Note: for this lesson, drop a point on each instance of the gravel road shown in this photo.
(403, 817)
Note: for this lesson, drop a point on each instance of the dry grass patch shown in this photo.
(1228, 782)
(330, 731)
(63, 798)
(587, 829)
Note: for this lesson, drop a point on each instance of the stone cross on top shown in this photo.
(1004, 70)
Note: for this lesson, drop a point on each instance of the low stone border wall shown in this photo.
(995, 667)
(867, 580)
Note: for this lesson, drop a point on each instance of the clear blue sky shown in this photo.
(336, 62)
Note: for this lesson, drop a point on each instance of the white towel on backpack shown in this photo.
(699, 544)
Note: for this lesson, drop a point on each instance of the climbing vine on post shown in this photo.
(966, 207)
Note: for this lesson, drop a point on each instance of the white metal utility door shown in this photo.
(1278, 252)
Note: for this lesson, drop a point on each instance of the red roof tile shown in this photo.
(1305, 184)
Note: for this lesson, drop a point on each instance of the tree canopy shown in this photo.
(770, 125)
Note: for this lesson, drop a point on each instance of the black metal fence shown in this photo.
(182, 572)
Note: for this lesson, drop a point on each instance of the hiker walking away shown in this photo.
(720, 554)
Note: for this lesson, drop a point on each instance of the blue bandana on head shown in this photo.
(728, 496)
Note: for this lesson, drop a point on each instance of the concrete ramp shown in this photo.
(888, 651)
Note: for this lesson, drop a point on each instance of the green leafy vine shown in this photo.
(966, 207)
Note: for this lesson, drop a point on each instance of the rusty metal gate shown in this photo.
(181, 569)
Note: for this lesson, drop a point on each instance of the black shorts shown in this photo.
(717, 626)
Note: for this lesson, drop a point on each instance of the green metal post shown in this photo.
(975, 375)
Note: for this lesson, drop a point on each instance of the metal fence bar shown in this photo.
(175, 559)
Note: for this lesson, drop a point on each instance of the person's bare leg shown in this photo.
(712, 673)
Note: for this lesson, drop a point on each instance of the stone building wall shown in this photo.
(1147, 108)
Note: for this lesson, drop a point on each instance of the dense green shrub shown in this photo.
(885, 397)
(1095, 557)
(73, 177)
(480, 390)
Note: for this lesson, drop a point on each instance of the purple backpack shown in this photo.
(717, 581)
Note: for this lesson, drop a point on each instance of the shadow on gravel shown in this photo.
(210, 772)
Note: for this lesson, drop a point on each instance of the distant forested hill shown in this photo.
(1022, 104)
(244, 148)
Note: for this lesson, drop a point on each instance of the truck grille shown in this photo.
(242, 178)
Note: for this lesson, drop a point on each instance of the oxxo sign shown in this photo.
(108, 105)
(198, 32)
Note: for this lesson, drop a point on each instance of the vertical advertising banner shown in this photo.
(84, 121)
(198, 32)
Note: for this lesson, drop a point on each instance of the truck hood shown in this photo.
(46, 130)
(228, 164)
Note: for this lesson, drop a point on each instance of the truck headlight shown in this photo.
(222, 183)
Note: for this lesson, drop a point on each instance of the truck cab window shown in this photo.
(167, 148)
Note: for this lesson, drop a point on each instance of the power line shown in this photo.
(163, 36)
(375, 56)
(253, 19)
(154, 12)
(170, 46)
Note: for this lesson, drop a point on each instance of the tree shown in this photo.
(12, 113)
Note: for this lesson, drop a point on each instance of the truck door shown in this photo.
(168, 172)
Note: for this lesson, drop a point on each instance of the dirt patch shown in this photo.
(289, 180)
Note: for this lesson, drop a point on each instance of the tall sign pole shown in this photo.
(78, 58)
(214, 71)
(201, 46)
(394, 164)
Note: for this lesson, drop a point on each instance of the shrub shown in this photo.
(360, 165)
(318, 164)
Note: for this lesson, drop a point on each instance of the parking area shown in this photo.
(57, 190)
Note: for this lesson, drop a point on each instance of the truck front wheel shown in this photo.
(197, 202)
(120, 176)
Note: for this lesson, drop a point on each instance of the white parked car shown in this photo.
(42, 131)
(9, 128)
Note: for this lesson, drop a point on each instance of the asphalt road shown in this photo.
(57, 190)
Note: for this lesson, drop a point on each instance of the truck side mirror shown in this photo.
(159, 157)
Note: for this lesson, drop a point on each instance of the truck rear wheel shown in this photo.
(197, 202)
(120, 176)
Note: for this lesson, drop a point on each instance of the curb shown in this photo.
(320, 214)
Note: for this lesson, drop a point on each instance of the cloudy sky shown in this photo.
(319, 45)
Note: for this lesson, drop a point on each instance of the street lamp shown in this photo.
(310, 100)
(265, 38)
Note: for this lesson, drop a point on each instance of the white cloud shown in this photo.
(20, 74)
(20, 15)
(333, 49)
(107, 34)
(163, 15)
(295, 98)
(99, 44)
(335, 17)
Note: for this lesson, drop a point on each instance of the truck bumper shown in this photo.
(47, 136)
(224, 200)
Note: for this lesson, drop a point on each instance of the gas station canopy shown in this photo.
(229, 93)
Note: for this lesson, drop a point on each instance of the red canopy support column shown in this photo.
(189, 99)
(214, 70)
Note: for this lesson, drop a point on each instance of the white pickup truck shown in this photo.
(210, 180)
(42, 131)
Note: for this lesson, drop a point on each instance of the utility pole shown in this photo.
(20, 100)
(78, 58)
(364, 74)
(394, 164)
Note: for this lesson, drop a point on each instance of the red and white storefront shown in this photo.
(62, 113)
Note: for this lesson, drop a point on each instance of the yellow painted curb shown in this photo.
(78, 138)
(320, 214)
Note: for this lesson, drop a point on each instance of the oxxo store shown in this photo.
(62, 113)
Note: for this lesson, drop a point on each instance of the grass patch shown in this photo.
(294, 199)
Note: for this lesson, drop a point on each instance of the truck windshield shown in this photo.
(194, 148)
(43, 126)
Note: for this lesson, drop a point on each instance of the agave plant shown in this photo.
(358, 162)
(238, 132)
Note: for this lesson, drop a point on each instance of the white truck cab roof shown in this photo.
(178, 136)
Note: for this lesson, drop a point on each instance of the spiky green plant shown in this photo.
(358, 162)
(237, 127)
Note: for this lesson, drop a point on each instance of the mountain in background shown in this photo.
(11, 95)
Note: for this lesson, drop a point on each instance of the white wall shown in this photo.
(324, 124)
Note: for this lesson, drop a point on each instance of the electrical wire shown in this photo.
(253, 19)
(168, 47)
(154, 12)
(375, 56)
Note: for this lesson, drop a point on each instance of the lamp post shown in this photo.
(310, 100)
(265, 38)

- - -

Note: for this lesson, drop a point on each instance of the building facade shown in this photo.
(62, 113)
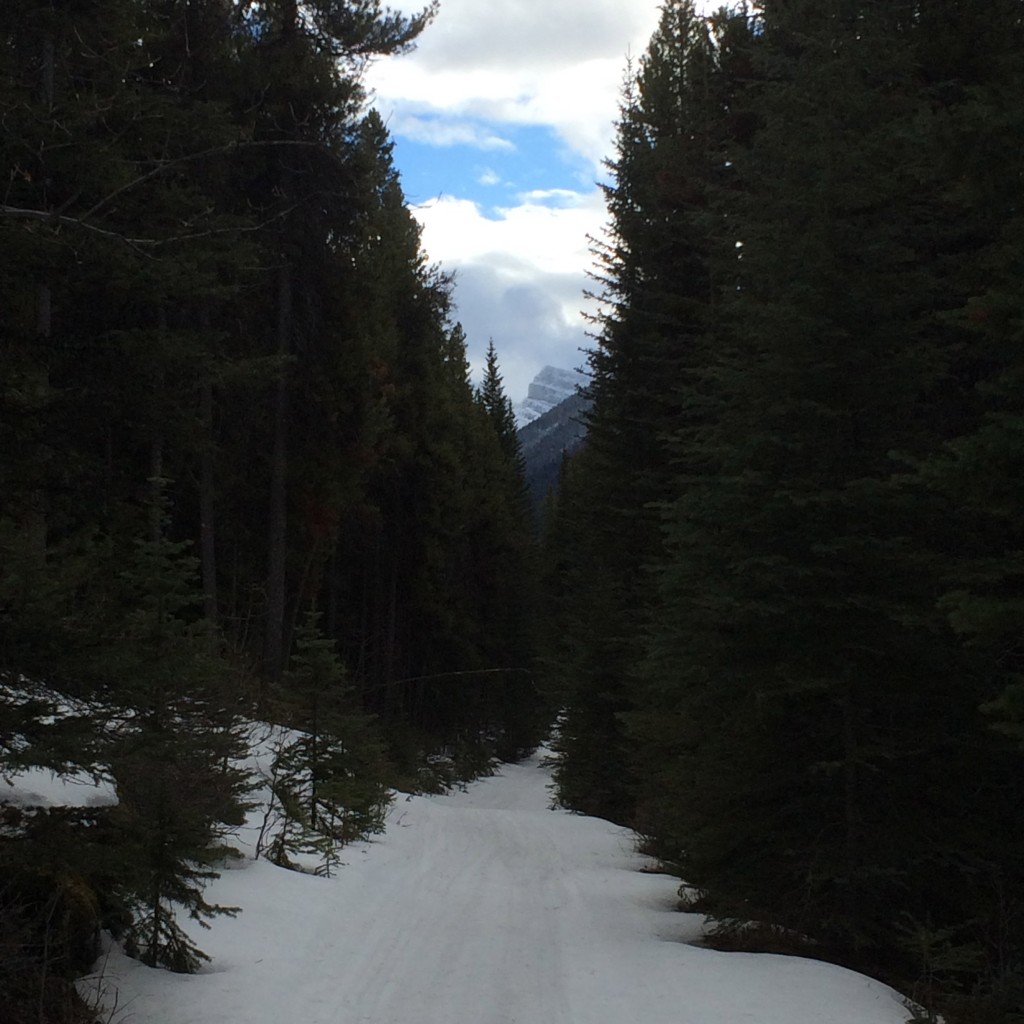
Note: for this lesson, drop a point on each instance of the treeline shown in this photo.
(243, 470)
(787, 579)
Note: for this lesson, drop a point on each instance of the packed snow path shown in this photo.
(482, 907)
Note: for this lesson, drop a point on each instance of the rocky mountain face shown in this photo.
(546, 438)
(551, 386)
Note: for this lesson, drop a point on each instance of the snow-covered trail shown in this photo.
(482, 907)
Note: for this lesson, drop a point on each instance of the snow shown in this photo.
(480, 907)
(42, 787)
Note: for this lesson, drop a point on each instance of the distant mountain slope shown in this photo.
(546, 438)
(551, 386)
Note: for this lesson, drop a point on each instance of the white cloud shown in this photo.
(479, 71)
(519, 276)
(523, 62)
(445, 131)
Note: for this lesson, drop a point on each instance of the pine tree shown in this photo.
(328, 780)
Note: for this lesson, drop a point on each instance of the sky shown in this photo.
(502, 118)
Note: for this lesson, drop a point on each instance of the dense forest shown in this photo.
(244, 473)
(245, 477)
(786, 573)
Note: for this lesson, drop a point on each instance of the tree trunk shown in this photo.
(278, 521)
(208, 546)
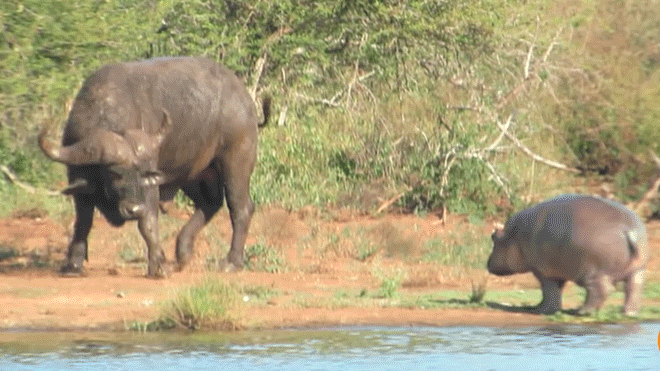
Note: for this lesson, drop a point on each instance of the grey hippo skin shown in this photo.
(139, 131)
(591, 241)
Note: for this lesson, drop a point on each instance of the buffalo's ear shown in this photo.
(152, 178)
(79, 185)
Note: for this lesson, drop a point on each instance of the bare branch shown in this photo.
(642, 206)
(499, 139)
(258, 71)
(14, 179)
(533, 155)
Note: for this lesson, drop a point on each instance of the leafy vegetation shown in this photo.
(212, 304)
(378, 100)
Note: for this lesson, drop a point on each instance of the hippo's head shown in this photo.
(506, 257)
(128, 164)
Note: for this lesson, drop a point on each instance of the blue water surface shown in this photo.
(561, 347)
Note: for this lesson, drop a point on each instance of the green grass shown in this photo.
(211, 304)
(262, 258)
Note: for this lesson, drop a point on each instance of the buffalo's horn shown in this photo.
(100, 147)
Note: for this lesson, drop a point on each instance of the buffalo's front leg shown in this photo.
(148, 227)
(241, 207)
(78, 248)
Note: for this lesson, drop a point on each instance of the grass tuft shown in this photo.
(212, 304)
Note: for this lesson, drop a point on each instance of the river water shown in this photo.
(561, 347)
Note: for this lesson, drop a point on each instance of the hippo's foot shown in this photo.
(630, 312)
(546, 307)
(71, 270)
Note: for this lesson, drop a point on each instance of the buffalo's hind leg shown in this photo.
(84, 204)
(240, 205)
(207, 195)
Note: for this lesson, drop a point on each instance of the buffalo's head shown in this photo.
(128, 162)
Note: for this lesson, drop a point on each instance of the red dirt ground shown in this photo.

- - -

- [Exercise]: Can you format the stretch of the listing above, from the line containing "gravel road shown in this photo." through the line containing "(1278, 252)", as a numbered list with any blank lines left out?

- [Output for this task]:
1. Note: for this lesson, drop a point on each instance of the gravel road shown in this photo.
2. (403, 817)
3. Note: for this lesson, drop a point on each instance of the dry grass patch shown in this photo.
4. (1228, 782)
5. (330, 731)
6. (63, 798)
7. (587, 829)
8. Note: for this lesson, drop a point on each instance of the stone cross on top shown in this photo.
9. (1004, 70)
10. Note: for this lesson, drop a point on each instance of the low stone border wall shown in this photo.
11. (995, 667)
12. (867, 580)
13. Note: for this lesson, drop a point on each instance of the clear blue sky shown in this photo.
14. (336, 62)
15. Note: for this lesson, drop a point on each instance of the white towel on backpack shown in this photo.
16. (699, 544)
17. Note: for this lesson, drop a point on each instance of the climbing vine on post shown in this photo.
18. (966, 207)
19. Note: for this lesson, drop a point on each instance of the white metal utility door shown in this photo.
20. (1278, 252)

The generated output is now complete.